▶ [TASK OBJECTIVE] Copy out the material word for word, from the line containing "in blue cap" through the end of the material, with both ends included and nothing else.

▶ [Image location labeling entries]

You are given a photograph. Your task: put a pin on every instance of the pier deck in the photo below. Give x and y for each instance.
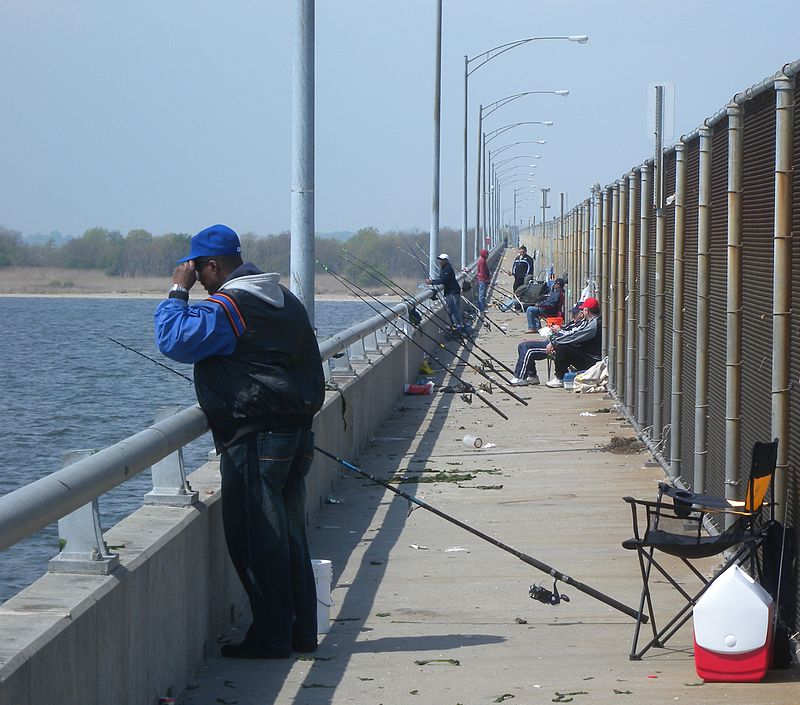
(414, 589)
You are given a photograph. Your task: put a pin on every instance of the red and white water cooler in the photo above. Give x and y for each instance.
(733, 629)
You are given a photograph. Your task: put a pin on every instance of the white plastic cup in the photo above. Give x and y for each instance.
(472, 441)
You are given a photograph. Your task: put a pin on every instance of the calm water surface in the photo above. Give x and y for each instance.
(66, 386)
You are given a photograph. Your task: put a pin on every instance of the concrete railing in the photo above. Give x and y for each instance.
(140, 630)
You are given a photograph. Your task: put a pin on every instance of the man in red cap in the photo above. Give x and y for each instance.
(259, 380)
(581, 347)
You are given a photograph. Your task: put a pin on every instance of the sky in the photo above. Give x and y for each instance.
(171, 115)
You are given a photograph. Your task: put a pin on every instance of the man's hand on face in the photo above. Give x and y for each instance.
(185, 275)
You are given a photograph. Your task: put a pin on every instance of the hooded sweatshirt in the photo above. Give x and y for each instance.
(483, 267)
(256, 360)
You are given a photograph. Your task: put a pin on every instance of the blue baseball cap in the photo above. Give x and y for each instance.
(216, 241)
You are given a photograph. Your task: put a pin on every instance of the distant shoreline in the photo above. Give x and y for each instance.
(50, 282)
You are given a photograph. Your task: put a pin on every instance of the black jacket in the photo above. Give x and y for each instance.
(447, 278)
(273, 380)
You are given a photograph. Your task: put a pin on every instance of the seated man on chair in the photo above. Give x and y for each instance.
(579, 348)
(552, 304)
(529, 351)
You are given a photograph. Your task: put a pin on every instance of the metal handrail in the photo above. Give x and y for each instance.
(32, 507)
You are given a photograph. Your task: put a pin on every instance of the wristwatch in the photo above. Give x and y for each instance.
(179, 292)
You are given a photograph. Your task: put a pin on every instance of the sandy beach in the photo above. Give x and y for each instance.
(59, 282)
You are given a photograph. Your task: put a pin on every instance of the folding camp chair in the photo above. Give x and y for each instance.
(676, 523)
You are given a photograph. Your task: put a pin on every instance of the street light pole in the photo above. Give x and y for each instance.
(482, 59)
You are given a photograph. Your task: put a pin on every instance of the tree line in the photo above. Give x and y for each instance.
(140, 253)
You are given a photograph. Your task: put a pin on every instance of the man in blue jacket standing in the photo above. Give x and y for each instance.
(258, 377)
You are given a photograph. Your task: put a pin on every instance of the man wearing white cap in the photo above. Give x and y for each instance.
(451, 289)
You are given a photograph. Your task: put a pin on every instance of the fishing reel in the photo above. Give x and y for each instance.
(547, 597)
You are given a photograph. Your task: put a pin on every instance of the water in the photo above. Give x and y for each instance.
(66, 386)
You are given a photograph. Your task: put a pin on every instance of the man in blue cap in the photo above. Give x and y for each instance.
(258, 377)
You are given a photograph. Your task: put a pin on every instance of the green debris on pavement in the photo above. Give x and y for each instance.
(439, 662)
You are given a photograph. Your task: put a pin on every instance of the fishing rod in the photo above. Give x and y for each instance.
(465, 360)
(395, 285)
(411, 339)
(536, 592)
(155, 362)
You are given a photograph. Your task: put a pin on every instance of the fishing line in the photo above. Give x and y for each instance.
(427, 335)
(536, 592)
(464, 339)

▶ [ANSWER TO THE TASK]
You are given a photograph. Your task: put a pin on every instance of the man in blue cap in the photo above. Give x and y for each instance.
(258, 377)
You are given a photograph. Your task: put a pin on every instance of the green debris on pavement in the photo above. Give x and y for each instance.
(439, 662)
You are given a photograph. Your task: put a pin on every instance of the fishing rod in the photo above. Give x and y for each instance.
(465, 360)
(395, 285)
(411, 339)
(536, 592)
(155, 362)
You are given a photograph. Your task: put a pin on every instance of the fishing line in the photo above. Give x and y for each instance.
(427, 335)
(536, 592)
(464, 339)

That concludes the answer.